Problem to solve :: Output exactly the lines from the one with "Indicate one point per instance of the flower" through the last line of the data below, both included, and nothing more.

[Referring expression data]
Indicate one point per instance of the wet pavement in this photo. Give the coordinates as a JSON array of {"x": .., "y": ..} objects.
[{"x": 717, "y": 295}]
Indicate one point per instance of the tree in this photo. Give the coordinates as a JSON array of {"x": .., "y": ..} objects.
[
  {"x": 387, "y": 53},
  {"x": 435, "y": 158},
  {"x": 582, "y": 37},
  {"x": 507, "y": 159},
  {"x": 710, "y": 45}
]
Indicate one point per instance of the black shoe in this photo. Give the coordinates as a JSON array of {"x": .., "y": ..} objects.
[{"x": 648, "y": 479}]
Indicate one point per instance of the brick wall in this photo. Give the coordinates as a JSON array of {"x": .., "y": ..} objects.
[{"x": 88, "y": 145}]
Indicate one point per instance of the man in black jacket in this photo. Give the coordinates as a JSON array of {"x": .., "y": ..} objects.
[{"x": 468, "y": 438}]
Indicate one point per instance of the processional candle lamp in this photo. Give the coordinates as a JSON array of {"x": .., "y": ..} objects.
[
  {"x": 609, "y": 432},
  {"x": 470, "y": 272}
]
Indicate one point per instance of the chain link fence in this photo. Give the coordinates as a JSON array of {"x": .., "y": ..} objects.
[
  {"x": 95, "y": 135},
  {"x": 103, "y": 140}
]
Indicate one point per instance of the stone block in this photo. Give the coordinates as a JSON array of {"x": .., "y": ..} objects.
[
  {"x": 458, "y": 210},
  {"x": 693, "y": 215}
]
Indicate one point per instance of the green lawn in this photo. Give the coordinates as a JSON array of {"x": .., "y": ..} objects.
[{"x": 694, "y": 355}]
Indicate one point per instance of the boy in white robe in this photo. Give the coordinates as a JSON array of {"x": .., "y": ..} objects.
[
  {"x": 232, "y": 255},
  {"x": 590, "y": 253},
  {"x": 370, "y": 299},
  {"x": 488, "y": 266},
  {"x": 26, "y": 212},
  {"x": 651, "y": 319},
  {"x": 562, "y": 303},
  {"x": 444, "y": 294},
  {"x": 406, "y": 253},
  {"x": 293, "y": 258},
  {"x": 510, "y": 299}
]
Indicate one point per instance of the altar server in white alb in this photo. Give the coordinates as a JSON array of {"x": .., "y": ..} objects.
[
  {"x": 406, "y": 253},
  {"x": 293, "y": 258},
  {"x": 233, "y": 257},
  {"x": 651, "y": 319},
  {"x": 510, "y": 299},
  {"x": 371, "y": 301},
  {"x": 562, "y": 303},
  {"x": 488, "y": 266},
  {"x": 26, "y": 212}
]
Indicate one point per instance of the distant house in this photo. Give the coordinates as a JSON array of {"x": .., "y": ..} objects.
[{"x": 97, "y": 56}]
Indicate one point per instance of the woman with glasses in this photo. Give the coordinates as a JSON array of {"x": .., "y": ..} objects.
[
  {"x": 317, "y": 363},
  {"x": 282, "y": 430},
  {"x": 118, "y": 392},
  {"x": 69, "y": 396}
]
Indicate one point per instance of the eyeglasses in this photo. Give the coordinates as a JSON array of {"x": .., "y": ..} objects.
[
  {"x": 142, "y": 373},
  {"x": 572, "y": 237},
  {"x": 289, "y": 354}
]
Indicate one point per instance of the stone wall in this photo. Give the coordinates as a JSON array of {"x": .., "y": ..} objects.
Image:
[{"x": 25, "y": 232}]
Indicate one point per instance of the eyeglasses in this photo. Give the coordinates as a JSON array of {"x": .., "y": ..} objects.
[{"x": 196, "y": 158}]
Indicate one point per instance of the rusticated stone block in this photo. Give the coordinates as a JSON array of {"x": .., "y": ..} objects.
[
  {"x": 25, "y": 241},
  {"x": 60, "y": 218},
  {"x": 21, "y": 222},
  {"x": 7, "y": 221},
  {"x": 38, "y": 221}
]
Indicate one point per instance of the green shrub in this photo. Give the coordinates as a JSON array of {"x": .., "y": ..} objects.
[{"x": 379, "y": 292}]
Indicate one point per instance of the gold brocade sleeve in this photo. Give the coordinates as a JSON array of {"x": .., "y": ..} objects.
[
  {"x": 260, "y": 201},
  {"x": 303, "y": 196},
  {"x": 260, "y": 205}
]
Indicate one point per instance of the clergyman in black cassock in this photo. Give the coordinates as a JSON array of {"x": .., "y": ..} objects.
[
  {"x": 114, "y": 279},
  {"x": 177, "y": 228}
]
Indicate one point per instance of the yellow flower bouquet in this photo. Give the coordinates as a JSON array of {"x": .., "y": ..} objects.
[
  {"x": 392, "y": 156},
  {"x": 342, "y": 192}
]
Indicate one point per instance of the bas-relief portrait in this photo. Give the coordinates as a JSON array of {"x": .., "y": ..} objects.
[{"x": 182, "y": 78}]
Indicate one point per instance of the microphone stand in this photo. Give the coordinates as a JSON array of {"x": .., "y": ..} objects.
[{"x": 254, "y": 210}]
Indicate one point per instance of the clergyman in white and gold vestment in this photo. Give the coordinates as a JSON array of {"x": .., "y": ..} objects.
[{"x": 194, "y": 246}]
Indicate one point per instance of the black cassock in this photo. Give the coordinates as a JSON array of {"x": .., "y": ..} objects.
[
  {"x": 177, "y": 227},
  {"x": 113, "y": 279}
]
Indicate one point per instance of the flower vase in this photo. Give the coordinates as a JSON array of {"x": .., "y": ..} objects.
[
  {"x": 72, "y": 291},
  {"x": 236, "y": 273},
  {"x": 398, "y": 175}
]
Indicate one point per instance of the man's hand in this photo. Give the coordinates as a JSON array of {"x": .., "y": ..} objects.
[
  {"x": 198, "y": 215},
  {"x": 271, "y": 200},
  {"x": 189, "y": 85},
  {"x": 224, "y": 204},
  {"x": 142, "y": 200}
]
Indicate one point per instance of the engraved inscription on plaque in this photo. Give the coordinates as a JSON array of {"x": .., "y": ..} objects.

Task answer ::
Indicate one point per instance of the flower vase in this photo. Give the coordinates as a JSON array of {"x": .., "y": ..} objects.
[
  {"x": 72, "y": 291},
  {"x": 236, "y": 273},
  {"x": 398, "y": 175}
]
Indicate one point per instance of the man's hand in this photo. Give the coordinates as a JSON array of {"x": .., "y": ..} objects.
[
  {"x": 198, "y": 215},
  {"x": 271, "y": 200},
  {"x": 189, "y": 85},
  {"x": 224, "y": 204},
  {"x": 142, "y": 200}
]
Indicate one point per instance of the engraved inscription on plaque in this photo. Give the coordinates as a JSON array of {"x": .., "y": ..} objects.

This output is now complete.